**Assigned task 1:**
In the essay on feelings and the meaning of life:
(a) According to the essay, what makes people kill themselves?
(b) How long does the essay say it takes before anti-depressants change one's outlook?
(c) Which two emotions does the essay name as keeping us pushing forward in our studies and daily practice?
**Assigned task 2:**
Why does the essay on feelings and the meaning of life say that even authors of the driest philosophical treatises were driven by feelings? Answer in one to three sentences.
**Assigned task 3:**
Return the stretch of the essay on feelings and the meaning of life from "Long story short: People" through "seem to outsiders.", word for word.

**Document excerpt:**
There is no meaning of life that can be put in well-reasoned words. It's the entirely irrational, obscure feeling that there is a point to all this, and if you don't have that feeling, you're depressed. Nobody ever committed suicide because they'd reached a philosophical impasse; people kill themselves because of feelings, not because they started reading the Four Noble Truths of the Buddha and stopped after the first one.
What led me to this conclusion is my experience with major depression and anti-depressants since adolescence. In a way, their effect is scarier than that of any street drug, a total profound and at the same time very subtle change of perspective and general outlook. So right now life makes no sense, everything is bleak and dreary, people are mean, the world is a shithole but after two or three weeks, you don't even ask yourself questions about the meaning of life (they will probably sound rather pompous and silly), everything just is, i.e. as normal and banal as ever, people are what they are and do what they do, who gives a fuck, and I have my family and friends so the world at large can go hang. It made me aware of just how relative feelings are and how everything, and I mean everything, we do is governed by emotions. Logic doesn't stand a chance. Even authors of the dryest philosophical treatises imaginable wrote them because they liked their intellectual output, because they felt they expressed their personal truth and they felt good formulating them, and most important of all, they felt that the general public needed to read their (hopefully) sublime thoughts, because otherwise they wouldn't have written them down and published them in the first place. It's feelings, feelings all the way.
It’s why I have a hard time to take such expressions of world weariness very seriously. If you are not actually afflicted by physical pain or illness, by disability, past trauma or by anything specific that makes you despair for some serious reason, you might suffer from clinical depression, and if you’re lucky enough to respond to anti-depressants and your doc finds the right one, that generalized world weariness will be completely gone, unbelievably enough, because, once again, your capacity of feeling that it’s all worth it will be restored, and no flash of philosophical insight or forum reply can do that. We’re all here because we feel intrigued by metaphysical questions, because we’re excited about this or that new method or book, and once we cease to feel intrigued or excited, we’ll most likely drop the whole thing, however revolutionary that method or however well-crafted that book.
Long story short: People live because they like to live for whatever reason, and that reason is always a feeling (or a whole bundle of emotions) and not some elaborate doctrine or sophisticated rational philosophy. By the same token, we concern ourselves with such outlandish, weird things here because we like it. Oh yes, we all can justify our interest in the occult with the most beautfully chosen words anrd rationales but they are as nothing compared to emotions like fascination or obsession that keep us pushing forward in our studies and daily practice, grotesque as that may seem to outsiders.

**Provided data:**
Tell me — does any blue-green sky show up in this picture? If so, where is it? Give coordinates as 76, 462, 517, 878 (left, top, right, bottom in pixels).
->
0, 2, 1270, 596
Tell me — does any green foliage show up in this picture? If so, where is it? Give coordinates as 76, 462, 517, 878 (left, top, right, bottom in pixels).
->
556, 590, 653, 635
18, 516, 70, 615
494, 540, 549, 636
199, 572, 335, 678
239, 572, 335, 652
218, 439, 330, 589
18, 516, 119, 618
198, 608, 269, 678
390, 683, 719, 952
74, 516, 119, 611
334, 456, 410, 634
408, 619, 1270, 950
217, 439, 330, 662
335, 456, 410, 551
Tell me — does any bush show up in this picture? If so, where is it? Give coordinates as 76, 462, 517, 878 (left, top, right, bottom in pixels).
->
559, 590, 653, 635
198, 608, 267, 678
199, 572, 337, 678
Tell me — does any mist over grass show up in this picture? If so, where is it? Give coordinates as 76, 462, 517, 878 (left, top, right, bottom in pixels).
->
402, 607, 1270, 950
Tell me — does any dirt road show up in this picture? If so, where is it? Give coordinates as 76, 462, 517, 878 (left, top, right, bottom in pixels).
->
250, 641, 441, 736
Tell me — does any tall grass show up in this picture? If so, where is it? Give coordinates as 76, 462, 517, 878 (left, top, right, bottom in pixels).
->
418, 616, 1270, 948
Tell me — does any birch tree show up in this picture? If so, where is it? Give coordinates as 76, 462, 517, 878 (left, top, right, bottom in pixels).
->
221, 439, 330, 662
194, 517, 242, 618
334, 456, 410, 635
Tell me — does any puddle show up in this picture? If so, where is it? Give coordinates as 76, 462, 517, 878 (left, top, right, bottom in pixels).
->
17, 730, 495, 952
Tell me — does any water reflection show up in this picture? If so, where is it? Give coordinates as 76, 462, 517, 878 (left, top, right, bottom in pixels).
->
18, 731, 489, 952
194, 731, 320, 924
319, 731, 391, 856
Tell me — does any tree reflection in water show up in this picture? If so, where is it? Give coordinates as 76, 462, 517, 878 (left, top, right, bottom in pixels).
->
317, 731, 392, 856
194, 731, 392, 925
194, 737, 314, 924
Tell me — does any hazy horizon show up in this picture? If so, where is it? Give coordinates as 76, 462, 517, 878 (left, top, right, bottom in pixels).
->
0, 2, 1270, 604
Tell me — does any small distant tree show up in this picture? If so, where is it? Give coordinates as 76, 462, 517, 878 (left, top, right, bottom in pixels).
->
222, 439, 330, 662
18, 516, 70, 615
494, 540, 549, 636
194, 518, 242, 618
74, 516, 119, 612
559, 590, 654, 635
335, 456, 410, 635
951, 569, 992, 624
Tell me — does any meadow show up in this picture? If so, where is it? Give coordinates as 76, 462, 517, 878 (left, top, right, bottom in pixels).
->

**Solution 1:**
(a) Feelings, not a philosophical impasse.
(b) Two or three weeks.
(c) Fascination and obsession.

**Solution 2:**
They wrote because they liked their intellectual output, felt it expressed their personal truth, and felt good formulating it. Above all, they felt the public needed to read their thoughts; otherwise they would not have written them down and published them.

**Solution 3:**
Long story short: People live because they like to live for whatever reason, and that reason is always a feeling (or a whole bundle of emotions) and not some elaborate doctrine or sophisticated rational philosophy. By the same token, we concern ourselves with such outlandish, weird things here because we like it. Oh yes, we all can justify our interest in the occult with the most beautfully chosen words anrd rationales but they are as nothing compared to emotions like fascination or obsession that keep us pushing forward in our studies and daily practice, grotesque as that may seem to outsiders.